**Text provided:**
+ + + +
1. Abridged Problem Statement  
Given integers N (2≤N≤1000) and K (1≤K≤30000) with gcd(N,K)=1, construct a non-negative integer array S of length N summing to K, such that if you form S′ by doing “S′₁ = S₁+1, S′ₙ = Sₙ–1, and S′ᵢ = Sᵢ for 2≤i≤n–1”, then S′ is a cyclic rotation of S. Output any such S.

2. Detailed Editorial  

Definition and Rewriting the Condition  
We seek S = [S₀,S₁,…,S_{n−1}] (0-indexed for convenience) with ∑Sᵢ = k and all Sᵢ ≥0, so that the transformed array  
  S′₀ = S₀+1,  
  S′_{n−1} = S_{n−1}–1,  
  S′ᵢ = Sᵢ for 1 ≤ i ≤ n−2  
is exactly S rotated by some shift t (0 < t < n). Equivalently, there exists t such that for every i:  
  S′ᵢ = S_{(i+t) mod n}.  

Key Observations  
1. Let a = ⌊K/N⌋ and d = K mod N.  Then if we start with all entries equal to a, the sum is N·a ≤ K, and we still need to distribute d extra “+1” units among the N positions.  
2. Because gcd(N,K)=1, also gcd(N,d)=1.  Hence d is invertible modulo N: there is a unique integer t in [1..N−1] satisfying  
   d · t ≡ −1  (mod N)  
   ⟺ d·t ≡ N−1 (mod N).  

Why this t works  
- Adding 1 to S₀ and subtracting 1 from S_{n−1} shifts total sum by 0, as required.  
- If we then rotate S by t positions, the location that originally got the +1 ends up at index (n−1) after rotation, and the –1 ends up at index preceding 0, exactly matching the transform of the rotated array.
+ + + +
Coordinate annotation records

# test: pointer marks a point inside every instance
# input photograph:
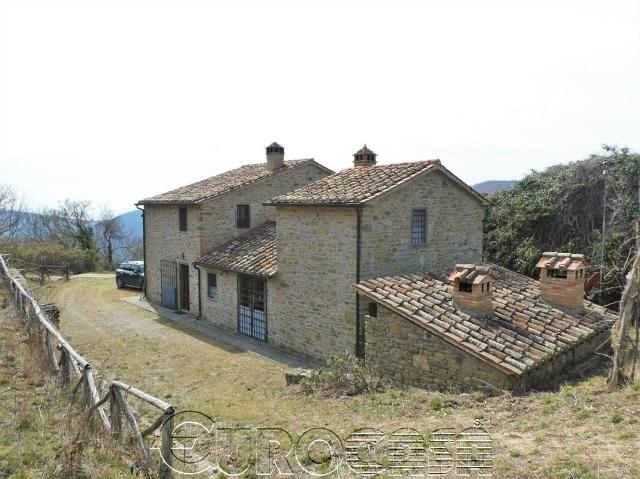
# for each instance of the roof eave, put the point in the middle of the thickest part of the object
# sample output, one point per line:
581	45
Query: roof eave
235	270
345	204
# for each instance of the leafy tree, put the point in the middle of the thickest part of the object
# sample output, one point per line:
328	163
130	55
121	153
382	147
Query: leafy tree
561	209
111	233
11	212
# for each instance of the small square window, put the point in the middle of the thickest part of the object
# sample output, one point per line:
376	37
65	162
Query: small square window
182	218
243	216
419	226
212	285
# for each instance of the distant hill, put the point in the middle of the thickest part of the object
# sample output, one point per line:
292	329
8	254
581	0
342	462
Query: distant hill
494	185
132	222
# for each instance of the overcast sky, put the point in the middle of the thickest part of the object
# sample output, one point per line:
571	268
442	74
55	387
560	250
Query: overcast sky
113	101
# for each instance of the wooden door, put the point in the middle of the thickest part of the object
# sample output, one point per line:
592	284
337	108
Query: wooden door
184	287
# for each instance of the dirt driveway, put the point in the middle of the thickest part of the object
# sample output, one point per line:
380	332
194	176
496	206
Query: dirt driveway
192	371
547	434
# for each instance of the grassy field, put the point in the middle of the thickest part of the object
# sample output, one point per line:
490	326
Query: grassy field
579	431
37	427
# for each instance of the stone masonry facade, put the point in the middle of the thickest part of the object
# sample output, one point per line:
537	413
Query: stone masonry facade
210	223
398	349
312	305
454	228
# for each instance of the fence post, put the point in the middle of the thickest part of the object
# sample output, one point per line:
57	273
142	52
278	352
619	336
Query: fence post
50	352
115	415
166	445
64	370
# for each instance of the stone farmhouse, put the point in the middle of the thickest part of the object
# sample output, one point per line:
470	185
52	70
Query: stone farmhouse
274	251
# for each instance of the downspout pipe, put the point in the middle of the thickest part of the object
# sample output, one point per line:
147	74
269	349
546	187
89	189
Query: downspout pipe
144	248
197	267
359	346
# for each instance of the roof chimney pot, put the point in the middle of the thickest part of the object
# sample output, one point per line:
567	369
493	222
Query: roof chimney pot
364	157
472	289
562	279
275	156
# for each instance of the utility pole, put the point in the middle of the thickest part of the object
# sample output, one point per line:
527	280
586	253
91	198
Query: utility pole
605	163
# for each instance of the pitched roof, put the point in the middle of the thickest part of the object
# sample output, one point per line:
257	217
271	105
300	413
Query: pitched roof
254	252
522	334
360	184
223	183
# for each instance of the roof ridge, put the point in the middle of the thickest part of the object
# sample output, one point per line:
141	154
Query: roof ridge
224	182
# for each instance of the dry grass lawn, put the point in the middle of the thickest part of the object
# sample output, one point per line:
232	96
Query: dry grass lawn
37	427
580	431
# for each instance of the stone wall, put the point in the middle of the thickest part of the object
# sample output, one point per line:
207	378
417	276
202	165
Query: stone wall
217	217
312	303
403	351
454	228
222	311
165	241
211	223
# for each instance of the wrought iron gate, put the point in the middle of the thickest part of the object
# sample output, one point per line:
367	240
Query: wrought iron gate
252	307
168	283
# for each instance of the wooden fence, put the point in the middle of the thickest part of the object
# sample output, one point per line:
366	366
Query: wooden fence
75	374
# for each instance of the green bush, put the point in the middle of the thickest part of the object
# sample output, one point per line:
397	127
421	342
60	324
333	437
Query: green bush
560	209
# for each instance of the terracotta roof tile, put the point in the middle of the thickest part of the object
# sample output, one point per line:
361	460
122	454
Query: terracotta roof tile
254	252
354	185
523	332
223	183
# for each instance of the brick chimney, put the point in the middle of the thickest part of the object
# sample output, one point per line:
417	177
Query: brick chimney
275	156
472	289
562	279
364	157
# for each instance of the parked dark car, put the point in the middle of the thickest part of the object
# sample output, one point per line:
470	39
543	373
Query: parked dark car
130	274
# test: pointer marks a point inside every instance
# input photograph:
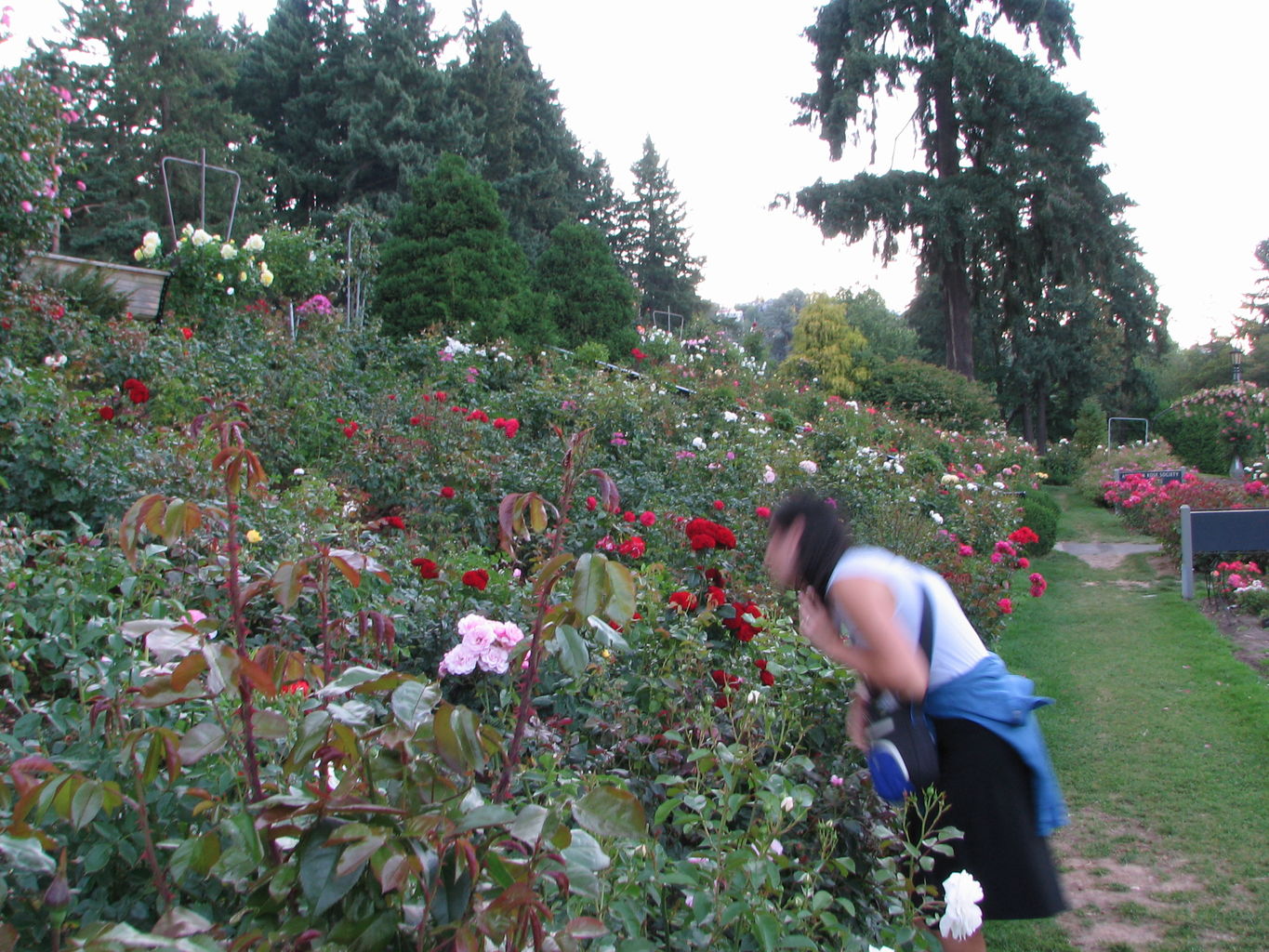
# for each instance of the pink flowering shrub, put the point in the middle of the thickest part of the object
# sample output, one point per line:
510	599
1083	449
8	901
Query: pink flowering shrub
+ + + +
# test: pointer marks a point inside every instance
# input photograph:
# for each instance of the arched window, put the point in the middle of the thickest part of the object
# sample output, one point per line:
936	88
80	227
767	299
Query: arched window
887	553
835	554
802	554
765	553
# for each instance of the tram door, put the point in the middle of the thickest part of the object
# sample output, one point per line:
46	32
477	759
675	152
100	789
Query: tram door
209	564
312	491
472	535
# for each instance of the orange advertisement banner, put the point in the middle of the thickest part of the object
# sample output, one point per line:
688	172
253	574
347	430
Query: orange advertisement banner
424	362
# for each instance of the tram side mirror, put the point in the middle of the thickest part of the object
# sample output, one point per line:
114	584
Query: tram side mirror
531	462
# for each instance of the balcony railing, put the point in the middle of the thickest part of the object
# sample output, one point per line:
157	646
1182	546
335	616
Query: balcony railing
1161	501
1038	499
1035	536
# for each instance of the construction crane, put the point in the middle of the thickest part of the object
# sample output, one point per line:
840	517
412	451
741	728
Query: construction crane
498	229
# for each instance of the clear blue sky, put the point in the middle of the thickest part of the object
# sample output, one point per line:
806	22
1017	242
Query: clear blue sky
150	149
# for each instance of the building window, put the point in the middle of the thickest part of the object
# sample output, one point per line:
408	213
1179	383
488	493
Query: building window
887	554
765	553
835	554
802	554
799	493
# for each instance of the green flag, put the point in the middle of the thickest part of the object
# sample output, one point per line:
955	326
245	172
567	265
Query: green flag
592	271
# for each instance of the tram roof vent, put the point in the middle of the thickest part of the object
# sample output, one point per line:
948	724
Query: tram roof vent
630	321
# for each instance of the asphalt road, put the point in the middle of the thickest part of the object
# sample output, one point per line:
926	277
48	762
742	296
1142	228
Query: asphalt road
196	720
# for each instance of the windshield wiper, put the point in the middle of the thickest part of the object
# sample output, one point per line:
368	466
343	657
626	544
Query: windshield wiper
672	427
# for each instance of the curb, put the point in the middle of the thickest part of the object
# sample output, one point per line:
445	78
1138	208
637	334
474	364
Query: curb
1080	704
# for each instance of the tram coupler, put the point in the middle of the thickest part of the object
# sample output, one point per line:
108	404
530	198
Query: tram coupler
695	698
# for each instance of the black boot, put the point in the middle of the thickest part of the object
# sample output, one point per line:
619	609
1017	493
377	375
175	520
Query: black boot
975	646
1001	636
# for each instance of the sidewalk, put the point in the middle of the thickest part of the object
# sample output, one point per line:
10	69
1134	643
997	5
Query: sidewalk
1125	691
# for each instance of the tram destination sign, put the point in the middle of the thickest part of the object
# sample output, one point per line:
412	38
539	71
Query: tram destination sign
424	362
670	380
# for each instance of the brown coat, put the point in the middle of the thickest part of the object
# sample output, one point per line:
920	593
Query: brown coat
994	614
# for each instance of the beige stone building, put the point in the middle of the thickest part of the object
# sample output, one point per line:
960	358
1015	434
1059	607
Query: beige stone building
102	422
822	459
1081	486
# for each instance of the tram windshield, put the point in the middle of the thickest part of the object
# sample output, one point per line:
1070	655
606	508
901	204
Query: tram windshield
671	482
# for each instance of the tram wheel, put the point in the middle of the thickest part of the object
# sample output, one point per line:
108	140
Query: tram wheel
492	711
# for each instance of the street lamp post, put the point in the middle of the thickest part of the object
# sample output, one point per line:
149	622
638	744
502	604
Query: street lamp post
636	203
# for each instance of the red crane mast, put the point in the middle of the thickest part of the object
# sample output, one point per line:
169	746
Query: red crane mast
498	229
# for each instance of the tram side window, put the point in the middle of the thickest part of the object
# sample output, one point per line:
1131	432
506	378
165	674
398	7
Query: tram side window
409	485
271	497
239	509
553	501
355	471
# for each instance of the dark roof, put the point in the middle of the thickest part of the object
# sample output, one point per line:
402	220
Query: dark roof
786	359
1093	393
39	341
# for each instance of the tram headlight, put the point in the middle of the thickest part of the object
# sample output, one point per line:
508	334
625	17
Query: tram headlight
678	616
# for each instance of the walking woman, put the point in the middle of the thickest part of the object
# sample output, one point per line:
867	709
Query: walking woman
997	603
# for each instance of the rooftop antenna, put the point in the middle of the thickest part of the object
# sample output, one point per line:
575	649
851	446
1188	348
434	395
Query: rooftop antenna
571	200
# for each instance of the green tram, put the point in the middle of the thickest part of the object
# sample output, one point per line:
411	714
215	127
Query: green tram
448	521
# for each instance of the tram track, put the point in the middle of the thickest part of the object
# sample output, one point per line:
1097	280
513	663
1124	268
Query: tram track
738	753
+ + + +
Reproduce the editorial from "2. Because gcd(N,K)=1, also" up to and including "0, as required.", with "total sum" changed to "overall sum".

2. Because gcd(N,K)=1, also gcd(N,d)=1.  Hence d is invertible modulo N: there is a unique integer t in [1..N−1] satisfying  
   d · t ≡ −1  (mod N)  
   ⟺ d·t ≡ N−1 (mod N).  

Why this t works  
- Adding 1 to S₀ and subtracting 1 from S_{n−1} shifts overall sum by 0, as required.